**What you should do:** Reproduce everything below, from the line containing "form [406, 346]." down to the end of the data, and replace "fence" with "barrier" while keeping everything else the same.
-- start --
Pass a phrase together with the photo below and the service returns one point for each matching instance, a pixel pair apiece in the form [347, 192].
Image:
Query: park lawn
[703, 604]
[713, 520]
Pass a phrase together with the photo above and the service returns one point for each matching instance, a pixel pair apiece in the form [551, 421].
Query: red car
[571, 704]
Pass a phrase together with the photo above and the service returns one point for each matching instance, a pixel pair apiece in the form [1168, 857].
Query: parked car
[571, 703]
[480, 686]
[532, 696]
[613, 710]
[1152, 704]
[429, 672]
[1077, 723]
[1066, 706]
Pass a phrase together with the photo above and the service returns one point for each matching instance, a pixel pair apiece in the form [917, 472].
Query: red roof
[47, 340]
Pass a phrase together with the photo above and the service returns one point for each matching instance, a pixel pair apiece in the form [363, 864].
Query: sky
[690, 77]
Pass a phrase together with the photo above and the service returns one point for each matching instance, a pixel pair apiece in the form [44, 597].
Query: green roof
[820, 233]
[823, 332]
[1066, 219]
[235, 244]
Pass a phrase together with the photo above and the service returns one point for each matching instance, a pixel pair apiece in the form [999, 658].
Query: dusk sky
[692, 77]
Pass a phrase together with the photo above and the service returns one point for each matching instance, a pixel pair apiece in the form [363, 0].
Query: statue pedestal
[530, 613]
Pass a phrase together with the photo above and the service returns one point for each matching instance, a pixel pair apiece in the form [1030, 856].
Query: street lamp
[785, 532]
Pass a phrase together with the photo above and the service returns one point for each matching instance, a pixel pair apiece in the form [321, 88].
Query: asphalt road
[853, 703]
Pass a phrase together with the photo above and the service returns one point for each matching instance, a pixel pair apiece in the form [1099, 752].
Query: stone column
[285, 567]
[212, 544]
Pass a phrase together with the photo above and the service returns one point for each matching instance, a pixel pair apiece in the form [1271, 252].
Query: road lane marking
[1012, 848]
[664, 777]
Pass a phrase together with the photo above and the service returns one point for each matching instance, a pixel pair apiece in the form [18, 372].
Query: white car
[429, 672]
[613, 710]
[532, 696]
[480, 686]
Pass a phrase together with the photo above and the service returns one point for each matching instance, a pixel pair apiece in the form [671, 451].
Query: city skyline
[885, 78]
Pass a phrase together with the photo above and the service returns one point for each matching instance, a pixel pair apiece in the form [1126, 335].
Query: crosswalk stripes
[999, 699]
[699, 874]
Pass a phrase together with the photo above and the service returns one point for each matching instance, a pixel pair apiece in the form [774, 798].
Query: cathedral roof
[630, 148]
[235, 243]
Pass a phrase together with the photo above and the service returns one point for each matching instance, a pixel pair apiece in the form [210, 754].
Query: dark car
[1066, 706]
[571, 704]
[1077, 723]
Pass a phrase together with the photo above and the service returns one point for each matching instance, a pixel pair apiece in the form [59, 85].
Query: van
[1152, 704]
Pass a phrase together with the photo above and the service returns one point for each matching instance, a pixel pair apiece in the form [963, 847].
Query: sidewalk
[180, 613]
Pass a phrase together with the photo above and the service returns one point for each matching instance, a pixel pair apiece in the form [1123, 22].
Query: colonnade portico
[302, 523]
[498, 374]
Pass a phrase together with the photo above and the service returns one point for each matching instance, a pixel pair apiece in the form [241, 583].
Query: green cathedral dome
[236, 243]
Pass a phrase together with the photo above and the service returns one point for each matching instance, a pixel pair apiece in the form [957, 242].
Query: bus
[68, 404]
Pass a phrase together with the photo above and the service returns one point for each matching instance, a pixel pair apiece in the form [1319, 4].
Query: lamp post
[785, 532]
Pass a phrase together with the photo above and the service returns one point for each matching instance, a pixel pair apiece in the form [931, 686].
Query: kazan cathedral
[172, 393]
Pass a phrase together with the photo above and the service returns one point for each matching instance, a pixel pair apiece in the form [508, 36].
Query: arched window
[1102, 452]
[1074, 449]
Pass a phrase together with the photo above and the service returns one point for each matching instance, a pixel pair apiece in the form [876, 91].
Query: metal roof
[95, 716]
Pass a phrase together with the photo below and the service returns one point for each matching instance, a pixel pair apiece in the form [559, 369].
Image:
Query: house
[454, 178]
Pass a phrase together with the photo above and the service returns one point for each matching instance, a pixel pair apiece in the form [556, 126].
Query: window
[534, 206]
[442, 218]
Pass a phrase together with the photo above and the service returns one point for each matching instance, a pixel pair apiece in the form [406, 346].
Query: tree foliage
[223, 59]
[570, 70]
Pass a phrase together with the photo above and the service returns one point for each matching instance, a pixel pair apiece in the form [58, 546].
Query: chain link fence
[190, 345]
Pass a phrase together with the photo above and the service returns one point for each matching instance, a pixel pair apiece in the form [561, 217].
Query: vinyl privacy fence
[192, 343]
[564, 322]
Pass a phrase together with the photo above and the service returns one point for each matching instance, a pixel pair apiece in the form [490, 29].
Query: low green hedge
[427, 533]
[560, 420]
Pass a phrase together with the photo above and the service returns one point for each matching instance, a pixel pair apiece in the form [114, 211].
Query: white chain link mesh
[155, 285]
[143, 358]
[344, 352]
-- end --
**Exercise response:**
Pass a phrase together with the photo above and the service returns one point for each matching instance, a pixel pair apiece in the form [406, 346].
Query: tree foliage
[223, 59]
[570, 70]
Pass a phrase together with the photo above and the service returns one point for each matching instance, a pixel pair apiece in the form [58, 546].
Query: chain link barrier
[190, 345]
Pass a phrase together with the photo above and the service returns one point for each matching instance, a pixel pair apiece in the form [561, 217].
Query: vinyl privacy barrier
[192, 343]
[564, 322]
Pass a phrase together with the photo above and the service returns one point for each matching instance, a pixel pair apiece in the form [490, 29].
Query: low green hedge
[427, 533]
[560, 420]
Pass a phrase together with the photo above and the service returns one point for each matching instance, a pixel pair apiece in the form [114, 211].
Query: white chain link mesh
[155, 285]
[143, 358]
[344, 352]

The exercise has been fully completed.